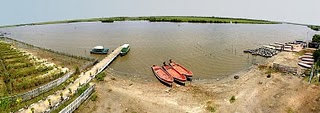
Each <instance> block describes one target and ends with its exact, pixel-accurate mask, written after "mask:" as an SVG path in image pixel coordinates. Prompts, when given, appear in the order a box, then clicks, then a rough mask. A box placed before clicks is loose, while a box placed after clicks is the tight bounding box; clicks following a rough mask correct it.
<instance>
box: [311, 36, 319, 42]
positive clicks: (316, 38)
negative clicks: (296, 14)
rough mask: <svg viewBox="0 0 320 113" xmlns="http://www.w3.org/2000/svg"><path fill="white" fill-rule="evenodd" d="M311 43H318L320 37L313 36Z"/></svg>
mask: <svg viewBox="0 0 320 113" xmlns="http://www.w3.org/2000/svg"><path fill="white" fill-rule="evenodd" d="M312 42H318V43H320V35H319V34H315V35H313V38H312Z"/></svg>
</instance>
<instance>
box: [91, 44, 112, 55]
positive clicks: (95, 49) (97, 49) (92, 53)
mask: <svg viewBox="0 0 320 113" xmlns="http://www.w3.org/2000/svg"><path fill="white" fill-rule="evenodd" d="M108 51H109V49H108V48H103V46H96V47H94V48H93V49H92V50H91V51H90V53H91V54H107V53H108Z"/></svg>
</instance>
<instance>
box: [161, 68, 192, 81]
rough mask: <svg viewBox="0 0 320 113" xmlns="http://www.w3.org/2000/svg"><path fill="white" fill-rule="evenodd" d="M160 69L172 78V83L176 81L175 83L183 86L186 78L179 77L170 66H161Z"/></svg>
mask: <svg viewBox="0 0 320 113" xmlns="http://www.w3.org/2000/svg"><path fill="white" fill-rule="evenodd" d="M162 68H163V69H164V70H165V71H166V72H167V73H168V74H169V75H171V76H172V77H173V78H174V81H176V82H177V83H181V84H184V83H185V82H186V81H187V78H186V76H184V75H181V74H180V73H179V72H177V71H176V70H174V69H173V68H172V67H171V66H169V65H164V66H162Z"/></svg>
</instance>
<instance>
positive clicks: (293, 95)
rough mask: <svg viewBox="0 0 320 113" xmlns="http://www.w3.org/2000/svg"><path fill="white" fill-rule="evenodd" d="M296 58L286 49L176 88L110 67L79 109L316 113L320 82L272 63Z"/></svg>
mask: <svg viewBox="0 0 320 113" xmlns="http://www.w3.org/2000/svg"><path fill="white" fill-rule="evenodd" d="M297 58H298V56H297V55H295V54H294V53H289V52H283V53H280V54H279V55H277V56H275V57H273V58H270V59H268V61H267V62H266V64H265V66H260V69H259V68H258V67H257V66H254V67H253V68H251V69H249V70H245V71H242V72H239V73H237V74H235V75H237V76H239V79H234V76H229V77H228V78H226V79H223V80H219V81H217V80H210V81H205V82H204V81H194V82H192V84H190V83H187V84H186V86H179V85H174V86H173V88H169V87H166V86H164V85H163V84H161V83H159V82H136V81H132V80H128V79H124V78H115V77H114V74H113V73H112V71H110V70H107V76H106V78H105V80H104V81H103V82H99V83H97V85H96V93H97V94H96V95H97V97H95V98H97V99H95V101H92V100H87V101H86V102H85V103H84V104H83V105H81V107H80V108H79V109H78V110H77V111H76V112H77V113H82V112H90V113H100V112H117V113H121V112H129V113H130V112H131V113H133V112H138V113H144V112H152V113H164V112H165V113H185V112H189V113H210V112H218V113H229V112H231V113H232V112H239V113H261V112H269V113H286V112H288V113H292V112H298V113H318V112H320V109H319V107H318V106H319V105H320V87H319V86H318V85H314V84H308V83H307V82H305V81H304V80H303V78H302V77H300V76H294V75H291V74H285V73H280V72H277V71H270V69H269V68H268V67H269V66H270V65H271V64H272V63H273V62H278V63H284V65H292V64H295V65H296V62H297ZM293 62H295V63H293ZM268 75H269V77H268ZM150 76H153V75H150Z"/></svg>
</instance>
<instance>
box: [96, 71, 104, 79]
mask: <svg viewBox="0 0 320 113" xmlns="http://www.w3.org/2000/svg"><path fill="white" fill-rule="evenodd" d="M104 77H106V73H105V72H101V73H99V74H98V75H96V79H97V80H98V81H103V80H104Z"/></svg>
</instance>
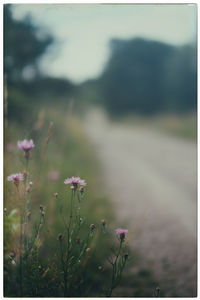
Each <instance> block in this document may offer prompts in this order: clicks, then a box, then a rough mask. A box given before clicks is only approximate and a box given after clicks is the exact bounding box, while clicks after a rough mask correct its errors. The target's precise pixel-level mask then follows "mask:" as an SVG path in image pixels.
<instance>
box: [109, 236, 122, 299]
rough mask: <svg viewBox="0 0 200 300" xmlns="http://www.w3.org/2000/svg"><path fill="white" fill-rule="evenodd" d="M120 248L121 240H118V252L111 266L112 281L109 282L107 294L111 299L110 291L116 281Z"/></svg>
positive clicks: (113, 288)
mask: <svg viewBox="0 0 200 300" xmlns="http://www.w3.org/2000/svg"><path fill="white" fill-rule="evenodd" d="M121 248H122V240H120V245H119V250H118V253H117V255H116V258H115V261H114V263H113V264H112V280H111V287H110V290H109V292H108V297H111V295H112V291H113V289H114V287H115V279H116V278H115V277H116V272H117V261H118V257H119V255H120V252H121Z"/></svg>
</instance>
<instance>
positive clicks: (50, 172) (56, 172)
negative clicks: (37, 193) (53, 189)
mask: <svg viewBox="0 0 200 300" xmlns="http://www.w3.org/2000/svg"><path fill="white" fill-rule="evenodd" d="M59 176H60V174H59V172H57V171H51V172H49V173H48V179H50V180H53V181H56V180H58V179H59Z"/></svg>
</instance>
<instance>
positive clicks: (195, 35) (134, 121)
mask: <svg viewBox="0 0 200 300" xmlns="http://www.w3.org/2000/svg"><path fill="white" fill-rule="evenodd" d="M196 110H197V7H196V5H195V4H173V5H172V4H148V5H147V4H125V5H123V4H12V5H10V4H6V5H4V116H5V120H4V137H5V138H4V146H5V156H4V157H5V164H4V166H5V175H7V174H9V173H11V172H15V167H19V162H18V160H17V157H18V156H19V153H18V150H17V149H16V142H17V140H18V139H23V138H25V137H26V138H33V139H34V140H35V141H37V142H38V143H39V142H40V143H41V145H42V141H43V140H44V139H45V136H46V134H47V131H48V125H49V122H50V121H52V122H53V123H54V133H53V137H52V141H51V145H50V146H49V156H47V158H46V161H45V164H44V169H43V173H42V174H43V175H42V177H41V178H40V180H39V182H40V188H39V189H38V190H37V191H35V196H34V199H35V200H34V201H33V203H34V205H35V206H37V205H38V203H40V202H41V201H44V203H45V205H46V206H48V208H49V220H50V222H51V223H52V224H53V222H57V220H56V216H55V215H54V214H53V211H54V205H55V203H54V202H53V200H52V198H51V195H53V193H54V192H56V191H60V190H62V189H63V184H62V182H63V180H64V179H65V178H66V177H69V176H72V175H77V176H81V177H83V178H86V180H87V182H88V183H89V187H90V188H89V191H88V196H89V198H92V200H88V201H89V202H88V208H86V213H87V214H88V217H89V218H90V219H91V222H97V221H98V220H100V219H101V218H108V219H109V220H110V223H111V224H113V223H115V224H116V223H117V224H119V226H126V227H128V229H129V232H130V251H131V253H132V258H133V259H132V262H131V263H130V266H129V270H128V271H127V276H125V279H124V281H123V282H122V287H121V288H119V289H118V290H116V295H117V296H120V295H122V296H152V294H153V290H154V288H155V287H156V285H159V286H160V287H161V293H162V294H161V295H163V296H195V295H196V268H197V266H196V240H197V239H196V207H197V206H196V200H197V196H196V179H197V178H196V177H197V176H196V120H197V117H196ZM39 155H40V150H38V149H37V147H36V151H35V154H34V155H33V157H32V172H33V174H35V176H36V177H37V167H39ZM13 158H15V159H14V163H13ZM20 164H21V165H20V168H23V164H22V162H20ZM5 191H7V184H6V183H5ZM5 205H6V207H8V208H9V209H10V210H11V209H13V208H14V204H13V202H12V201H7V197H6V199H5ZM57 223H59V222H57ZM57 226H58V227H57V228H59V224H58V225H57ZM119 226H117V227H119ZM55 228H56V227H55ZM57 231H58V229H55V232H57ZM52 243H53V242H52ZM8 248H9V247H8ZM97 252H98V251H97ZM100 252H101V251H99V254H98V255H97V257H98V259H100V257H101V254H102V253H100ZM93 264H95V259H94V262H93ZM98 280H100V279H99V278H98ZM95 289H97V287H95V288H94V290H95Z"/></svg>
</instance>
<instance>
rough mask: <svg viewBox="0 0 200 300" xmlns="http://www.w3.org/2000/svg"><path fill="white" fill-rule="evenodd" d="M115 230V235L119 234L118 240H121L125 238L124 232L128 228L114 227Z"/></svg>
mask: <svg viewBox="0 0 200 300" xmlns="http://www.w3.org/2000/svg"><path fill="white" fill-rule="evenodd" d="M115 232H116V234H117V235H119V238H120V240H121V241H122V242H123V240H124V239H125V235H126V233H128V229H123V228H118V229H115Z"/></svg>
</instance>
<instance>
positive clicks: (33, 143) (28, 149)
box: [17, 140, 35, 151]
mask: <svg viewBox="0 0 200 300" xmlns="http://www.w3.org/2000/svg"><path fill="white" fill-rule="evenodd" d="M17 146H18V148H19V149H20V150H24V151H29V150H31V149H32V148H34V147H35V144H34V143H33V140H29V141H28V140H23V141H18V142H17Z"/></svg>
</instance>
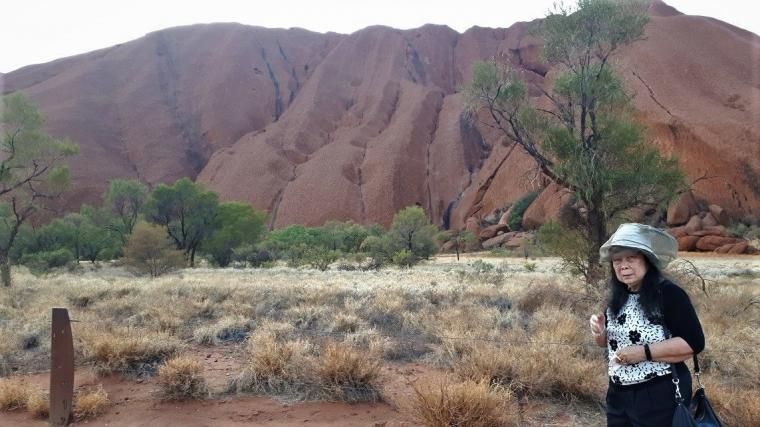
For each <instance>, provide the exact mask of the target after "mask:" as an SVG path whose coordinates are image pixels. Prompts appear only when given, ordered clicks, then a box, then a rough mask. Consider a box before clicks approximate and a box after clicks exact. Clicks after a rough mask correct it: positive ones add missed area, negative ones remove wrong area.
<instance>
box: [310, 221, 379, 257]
★ ★ ★ ★ ★
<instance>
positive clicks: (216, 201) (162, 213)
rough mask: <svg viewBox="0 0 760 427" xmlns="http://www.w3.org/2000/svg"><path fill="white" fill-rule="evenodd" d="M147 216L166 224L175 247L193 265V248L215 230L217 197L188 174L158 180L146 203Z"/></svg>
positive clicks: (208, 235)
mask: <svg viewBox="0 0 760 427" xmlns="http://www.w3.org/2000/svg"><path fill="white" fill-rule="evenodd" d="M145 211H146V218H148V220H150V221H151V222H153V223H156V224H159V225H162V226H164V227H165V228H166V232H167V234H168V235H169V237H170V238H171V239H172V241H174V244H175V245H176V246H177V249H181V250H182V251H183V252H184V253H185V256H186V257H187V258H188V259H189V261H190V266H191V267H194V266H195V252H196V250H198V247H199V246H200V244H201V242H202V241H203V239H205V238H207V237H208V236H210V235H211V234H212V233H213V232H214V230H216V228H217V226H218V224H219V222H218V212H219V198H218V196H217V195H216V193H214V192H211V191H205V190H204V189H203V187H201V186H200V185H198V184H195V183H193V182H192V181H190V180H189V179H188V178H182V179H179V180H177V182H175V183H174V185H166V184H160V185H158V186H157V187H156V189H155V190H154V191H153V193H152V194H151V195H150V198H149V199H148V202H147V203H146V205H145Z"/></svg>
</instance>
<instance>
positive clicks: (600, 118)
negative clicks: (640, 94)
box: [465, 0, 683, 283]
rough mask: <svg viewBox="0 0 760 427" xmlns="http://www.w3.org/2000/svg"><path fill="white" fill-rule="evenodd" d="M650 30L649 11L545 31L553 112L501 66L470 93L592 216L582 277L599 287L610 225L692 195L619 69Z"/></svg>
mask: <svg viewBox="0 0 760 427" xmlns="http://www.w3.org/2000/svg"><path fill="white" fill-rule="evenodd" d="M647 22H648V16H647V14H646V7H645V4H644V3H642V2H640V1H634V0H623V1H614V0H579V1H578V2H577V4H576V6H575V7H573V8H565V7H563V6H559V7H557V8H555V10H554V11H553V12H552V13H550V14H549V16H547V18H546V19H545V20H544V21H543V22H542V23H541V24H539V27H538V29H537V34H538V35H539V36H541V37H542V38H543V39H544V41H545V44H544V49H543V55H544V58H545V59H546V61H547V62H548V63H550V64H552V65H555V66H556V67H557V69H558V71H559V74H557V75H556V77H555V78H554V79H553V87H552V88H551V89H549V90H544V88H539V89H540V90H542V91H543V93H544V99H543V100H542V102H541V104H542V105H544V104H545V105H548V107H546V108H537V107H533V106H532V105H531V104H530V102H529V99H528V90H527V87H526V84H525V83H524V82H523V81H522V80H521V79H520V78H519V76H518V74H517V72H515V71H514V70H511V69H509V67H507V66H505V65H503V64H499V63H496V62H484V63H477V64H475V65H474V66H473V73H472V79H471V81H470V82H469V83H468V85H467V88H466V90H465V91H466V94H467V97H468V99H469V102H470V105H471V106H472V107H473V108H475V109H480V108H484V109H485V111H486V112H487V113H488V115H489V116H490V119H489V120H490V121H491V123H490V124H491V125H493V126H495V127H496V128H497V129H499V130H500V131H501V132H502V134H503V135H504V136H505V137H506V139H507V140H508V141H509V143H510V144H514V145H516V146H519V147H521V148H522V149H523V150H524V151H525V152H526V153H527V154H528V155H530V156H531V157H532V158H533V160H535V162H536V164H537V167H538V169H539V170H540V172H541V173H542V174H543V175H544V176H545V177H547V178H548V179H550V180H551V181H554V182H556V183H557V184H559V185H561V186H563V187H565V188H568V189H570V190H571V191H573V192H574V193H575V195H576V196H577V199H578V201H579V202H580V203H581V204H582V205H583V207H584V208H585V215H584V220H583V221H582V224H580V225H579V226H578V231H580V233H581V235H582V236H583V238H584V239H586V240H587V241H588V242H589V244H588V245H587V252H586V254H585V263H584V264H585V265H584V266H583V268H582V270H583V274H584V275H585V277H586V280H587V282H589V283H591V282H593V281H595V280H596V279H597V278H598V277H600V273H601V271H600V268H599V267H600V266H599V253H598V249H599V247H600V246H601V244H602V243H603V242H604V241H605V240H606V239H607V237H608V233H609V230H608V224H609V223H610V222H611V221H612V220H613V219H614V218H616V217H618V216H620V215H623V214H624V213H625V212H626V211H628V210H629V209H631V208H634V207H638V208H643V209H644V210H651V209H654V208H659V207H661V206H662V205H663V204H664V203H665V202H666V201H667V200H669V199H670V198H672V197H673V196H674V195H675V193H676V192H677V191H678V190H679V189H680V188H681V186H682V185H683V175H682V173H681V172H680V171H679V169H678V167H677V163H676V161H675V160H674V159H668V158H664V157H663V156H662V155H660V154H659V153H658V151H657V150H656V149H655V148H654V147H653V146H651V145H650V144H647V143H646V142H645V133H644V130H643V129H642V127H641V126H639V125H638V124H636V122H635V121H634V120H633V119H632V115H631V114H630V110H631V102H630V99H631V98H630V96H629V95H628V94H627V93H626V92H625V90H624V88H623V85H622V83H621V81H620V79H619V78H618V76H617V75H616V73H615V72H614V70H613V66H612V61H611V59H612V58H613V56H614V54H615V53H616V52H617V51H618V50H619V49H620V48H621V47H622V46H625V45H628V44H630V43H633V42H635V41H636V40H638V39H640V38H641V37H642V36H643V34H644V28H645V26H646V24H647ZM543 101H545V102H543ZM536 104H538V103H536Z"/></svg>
★ ★ ★ ★ ★
• _Problem details_: Within the listing above, copy each line that has the string "before".

• _Solution_:
Each <instance> block describes one target and ends with its exact, pixel-accurate mask, written after "mask:" as an SVG path in image pixel coordinates. Prompts, when given, appear in the order a box, then clicks, then a rough mask. A box placed before clicks is loose, while a box placed after clicks is the tight bounding box; clicks following a rough mask correct it.
Each <instance> block in this document may offer prompts in this order: clicks, then a box, then a rough mask. A box given before clicks is only approximate and a box given after clicks is the exact bounding box, while clicks after a rough mask correct its errors. The target's precise pixel-level mask then follows "mask:" as an SVG path in image pixels.
For each <instance>, provide the exact mask of the target after "mask:" as an SVG path whose coordinates are image pixels. Prompts appear only when given, ordered clicks, then a box, then a rough mask. Consider a box before clicks approximate and a box after clicks exact. Clicks after a rough mask correct it: positive ones add missed area, negative ones remove wrong area.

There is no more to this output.